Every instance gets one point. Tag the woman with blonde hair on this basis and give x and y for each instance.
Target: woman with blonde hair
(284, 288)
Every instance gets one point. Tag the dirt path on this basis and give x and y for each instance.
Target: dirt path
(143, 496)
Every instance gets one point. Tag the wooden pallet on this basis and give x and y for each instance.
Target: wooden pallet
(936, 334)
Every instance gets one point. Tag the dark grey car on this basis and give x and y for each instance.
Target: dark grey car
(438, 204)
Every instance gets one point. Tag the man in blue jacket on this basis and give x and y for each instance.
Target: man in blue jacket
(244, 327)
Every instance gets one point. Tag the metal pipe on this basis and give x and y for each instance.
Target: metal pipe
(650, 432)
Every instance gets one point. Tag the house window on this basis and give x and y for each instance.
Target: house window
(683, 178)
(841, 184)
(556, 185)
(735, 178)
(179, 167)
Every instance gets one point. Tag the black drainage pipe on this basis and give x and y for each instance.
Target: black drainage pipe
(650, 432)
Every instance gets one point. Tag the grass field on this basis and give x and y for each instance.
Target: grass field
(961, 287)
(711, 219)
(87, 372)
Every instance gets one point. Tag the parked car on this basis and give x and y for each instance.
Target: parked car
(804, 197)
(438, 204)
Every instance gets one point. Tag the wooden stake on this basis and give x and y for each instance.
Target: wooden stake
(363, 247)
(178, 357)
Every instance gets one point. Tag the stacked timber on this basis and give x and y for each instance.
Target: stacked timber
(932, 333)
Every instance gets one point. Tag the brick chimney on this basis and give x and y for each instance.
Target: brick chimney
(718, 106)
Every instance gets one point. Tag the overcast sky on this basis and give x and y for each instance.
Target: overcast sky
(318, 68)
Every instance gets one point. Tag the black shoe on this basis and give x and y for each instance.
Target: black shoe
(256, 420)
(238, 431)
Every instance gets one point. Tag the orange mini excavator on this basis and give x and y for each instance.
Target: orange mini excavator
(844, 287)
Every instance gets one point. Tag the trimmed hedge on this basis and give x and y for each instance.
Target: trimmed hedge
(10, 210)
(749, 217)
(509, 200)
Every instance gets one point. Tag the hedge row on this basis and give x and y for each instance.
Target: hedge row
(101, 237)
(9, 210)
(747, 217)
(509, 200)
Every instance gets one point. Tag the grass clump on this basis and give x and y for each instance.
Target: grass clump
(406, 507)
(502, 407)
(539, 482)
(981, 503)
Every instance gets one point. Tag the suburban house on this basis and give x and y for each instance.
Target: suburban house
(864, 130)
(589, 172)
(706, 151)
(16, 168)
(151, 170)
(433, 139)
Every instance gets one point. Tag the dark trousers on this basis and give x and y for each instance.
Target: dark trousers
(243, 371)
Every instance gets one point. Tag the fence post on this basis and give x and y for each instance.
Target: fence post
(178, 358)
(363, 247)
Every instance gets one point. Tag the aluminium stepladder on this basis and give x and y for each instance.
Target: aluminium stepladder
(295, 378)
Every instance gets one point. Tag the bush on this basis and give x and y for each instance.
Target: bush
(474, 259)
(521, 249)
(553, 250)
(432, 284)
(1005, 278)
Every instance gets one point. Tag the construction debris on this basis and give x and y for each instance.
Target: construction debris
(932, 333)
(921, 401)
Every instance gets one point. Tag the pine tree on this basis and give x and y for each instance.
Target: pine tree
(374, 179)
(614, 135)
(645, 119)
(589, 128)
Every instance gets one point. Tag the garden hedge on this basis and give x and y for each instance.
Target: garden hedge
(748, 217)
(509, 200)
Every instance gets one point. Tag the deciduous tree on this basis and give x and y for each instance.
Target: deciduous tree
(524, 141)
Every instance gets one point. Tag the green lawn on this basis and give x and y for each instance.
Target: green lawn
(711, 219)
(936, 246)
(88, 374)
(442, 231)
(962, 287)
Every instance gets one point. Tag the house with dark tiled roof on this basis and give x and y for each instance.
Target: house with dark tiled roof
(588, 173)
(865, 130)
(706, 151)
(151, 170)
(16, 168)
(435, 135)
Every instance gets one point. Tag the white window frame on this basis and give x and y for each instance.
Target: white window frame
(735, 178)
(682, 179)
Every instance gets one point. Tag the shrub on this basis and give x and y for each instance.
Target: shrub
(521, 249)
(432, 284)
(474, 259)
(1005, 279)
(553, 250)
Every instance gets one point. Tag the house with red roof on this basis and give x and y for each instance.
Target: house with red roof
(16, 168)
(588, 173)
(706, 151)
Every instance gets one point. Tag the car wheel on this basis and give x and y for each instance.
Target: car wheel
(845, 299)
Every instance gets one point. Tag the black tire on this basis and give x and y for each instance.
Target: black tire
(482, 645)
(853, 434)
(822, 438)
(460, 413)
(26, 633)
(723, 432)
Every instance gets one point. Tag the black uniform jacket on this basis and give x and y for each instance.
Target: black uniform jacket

----------------------------------------

Show all lines in the records above that hold "uniform".

Every instance gets one point. Tag the black uniform jacket on this basis and give x and y for each instance.
Target: black uniform jacket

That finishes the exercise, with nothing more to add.